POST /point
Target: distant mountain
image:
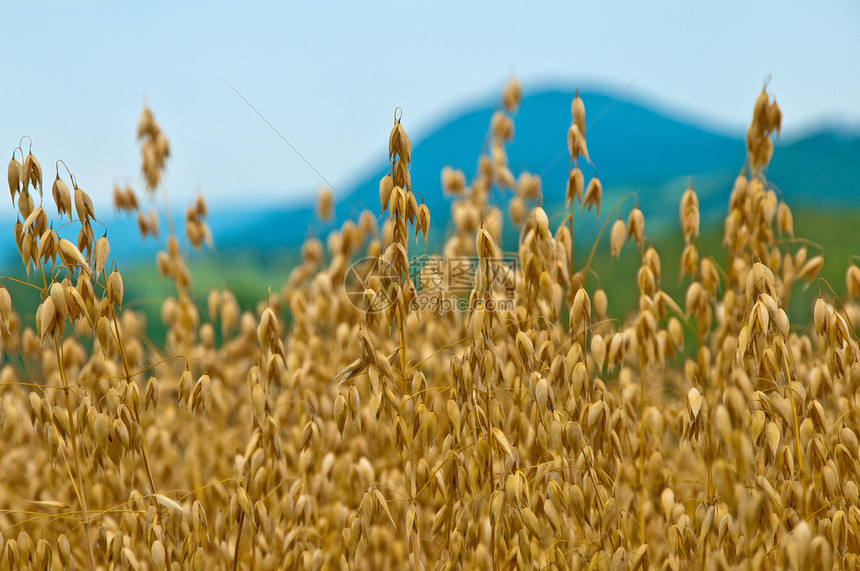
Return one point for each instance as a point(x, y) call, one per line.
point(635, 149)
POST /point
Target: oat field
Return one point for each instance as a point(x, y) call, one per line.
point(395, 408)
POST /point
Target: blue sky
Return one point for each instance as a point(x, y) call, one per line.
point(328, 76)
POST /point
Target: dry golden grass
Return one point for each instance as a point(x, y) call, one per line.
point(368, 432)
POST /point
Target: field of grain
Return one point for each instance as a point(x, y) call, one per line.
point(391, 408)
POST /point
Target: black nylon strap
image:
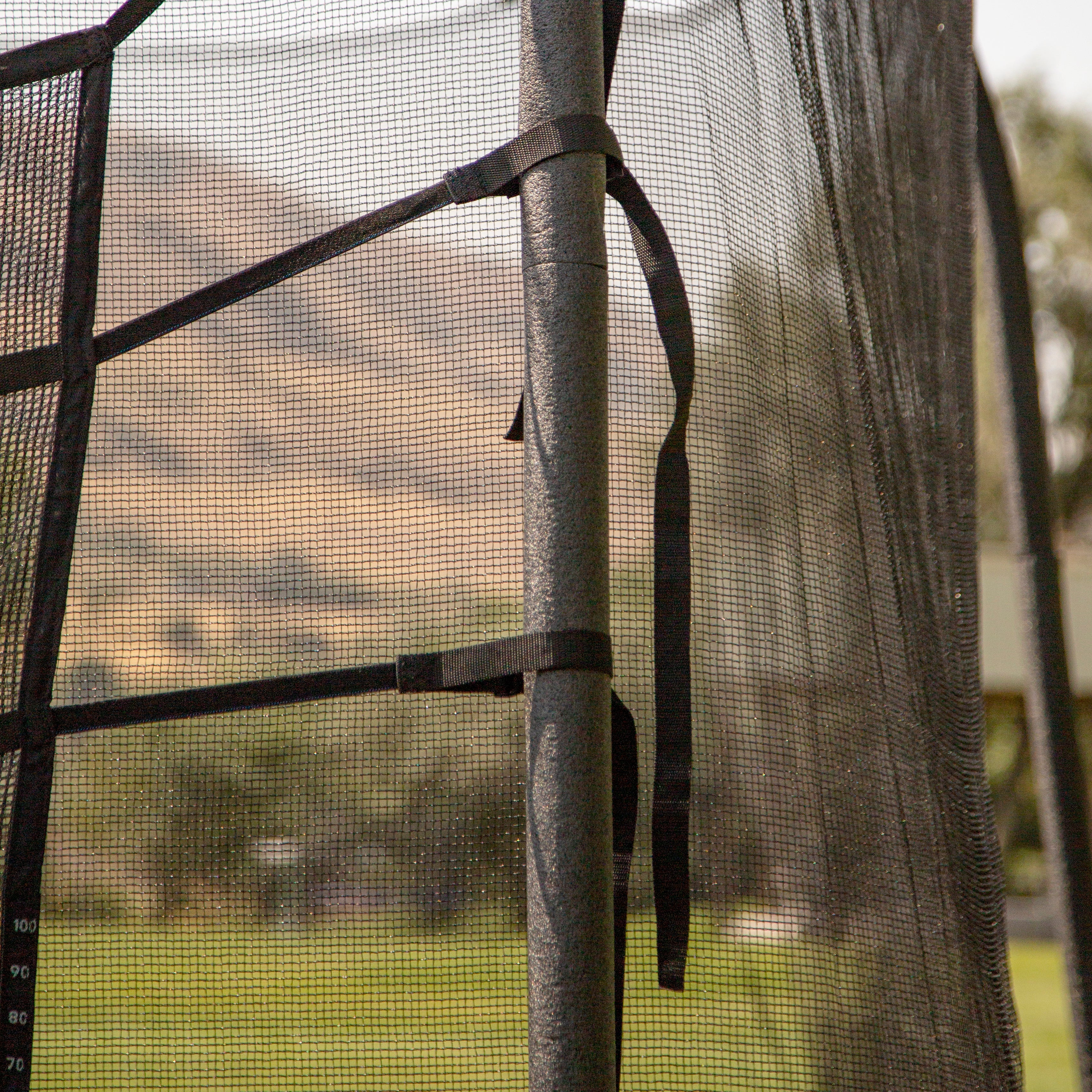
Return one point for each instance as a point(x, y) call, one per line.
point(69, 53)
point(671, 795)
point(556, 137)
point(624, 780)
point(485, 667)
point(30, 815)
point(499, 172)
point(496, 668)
# # # # # # #
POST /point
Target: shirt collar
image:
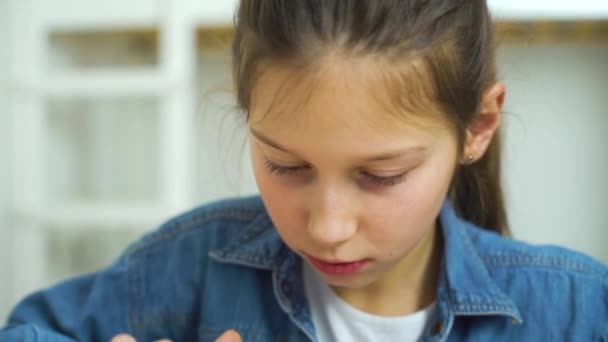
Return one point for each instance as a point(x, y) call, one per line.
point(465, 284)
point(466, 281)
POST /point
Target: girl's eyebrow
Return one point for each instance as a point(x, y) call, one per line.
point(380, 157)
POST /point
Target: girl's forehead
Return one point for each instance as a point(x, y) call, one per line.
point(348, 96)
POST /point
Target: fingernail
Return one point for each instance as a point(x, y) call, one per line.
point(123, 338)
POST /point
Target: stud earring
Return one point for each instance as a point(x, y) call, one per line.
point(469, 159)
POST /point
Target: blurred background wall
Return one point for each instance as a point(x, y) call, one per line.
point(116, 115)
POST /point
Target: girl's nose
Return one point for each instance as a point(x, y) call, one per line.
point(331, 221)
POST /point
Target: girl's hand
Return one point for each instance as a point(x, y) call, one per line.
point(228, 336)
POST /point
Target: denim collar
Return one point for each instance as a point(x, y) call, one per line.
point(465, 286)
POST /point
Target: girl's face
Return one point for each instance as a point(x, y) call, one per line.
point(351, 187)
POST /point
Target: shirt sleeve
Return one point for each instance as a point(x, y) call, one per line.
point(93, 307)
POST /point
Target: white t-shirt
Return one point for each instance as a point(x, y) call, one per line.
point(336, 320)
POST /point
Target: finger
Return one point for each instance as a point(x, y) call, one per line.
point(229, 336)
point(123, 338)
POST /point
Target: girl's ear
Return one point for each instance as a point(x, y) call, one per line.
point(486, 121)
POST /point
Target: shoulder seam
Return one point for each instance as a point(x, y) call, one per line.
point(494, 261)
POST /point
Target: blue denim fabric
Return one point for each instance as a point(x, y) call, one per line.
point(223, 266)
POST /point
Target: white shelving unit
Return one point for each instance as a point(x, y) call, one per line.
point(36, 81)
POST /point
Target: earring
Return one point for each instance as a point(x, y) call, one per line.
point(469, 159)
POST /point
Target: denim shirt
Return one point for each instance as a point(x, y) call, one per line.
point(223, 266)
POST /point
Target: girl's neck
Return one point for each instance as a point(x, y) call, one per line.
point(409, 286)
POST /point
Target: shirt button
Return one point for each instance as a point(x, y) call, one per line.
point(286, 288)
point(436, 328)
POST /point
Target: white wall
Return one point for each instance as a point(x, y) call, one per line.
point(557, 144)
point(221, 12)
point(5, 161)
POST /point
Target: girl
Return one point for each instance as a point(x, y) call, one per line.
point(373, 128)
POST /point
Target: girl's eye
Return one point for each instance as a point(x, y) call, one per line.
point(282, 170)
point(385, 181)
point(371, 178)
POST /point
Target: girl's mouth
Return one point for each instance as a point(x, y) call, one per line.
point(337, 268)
# # # # # # #
## Instructions for the task
Here the job is to set down exactly the lines of the material above that fall between the one with "Target: blue denim fabric" and the one with "Target: earring", inclusive, and nothing beyond them.

## Reply to the exercise
Target: blue denim fabric
Return one point for each instance as a point(x, y) call, one per line.
point(223, 266)
POST /point
Target: white shelving unit
Return one point for each instance as a point(x, y) call, one per line.
point(36, 81)
POST /point
Target: earring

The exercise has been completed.